• **Page**

## begin

# Does anybody else have problems with Sky TV reception??



## RogerAndHeather (Dec 23, 2007)

I started to have problems yesterday morning with losing the Astra2 (Sky) signal, and having over-reacted before, I would like to know if anybody else with a mobile system is having problems before I start stripping the bits apart.

The signal strength for (my) Astra2 is oscillating from 100% to 'nothing' but I still have a 100% signal from Astra1, Hotbird etc...... The sky box locks on OK, and displays the the correct network ID and transport stream, but the signal quality is always nearly non-existent.

Having been fooled in the past to fiddle with the bits, when the problems have been at the other (Sky) end, it would be nice to know whether this is a general problem (weather related?) and I am not going to make things worse by fiddling - We are in Aberdeenshire, but do have a 85cm oyster dish without any past problems.

Hoping for some feedback, Roger


----------



## Rapide561 (Oct 1, 2005)

*SKY*

Hi

Where ever I have used my 85 cm Oyster, I have always done well for reception, signal strength and quality, except in Italy when the quality and strength decrease at night time or during heavy rain.

The only place I can't get a signal is at the CCC site at Bala - due to trees. The autosearch goes on for ages and cannot lock.

Russell


----------



## 107990 (Oct 30, 2007)

Did i see on the weather forecast that you have been having high winds up there ?.


----------



## RogerAndHeather (Dec 23, 2007)

Agree, a magic systen, does us well all over Europe, at least with BBC parliament being the strongest signal everywhere - gives us the most magic connection with BBCi - the best teletext thingy in the world.

worked up here for 4 years untill yesterday, so is there a problem with Sky????? Or is it me again!!!

Ta, Roger


----------



## RogerAndHeather (Dec 23, 2007)

Hi DollarYen

Sorry that we crossed, weather has been a bit iffy, mostly rain, but wife is sitting outside now, 21:30(ish), weather on the magic machine is 16.3degsC, 68% humidity, pressure 1011,. Not a midgie in sight.

Wind isn't the Sat problem, but wife would disagree about me.

Cheers Roger


----------



## DABurleigh (May 9, 2005)

Roger,

I assume you really do have a clear view of the satellite. Many have claimed they do, or presumed they do, when subsequently it has been shown they did not. This is the best way to check, also your skew setting:
http://www.uksatellitehelp.co.uk/2007/08/12/satellite-alignment-calculator-v2/

Can you manually increment/ decrement the azimuth and elevation on your Oyster, to see if you can increase the signal quality once it has locked on?

## end

• **Information supplied**
## begin

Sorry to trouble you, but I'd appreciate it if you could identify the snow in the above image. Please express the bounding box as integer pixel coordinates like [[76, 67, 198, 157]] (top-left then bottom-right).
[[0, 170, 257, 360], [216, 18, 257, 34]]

## end

• **Exercises to complete**
**1.** In the Sky TV reception thread, where is the only place Russell can't get a signal, and why?
**2.** Return the passage of the Sky TV reception thread starting at "The signal strength" and ending at "always nearly non-existent.", copied without changes.

• **Correct answers**
**1.** The CCC site at Bala, because of trees.

**2.**
The signal strength for (my) Astra2 is oscillating from 100% to 'nothing' but I still have a 100% signal from Astra1, Hotbird etc...... The sky box locks on OK, and displays the the correct network ID and transport stream, but the signal quality is always nearly non-existent.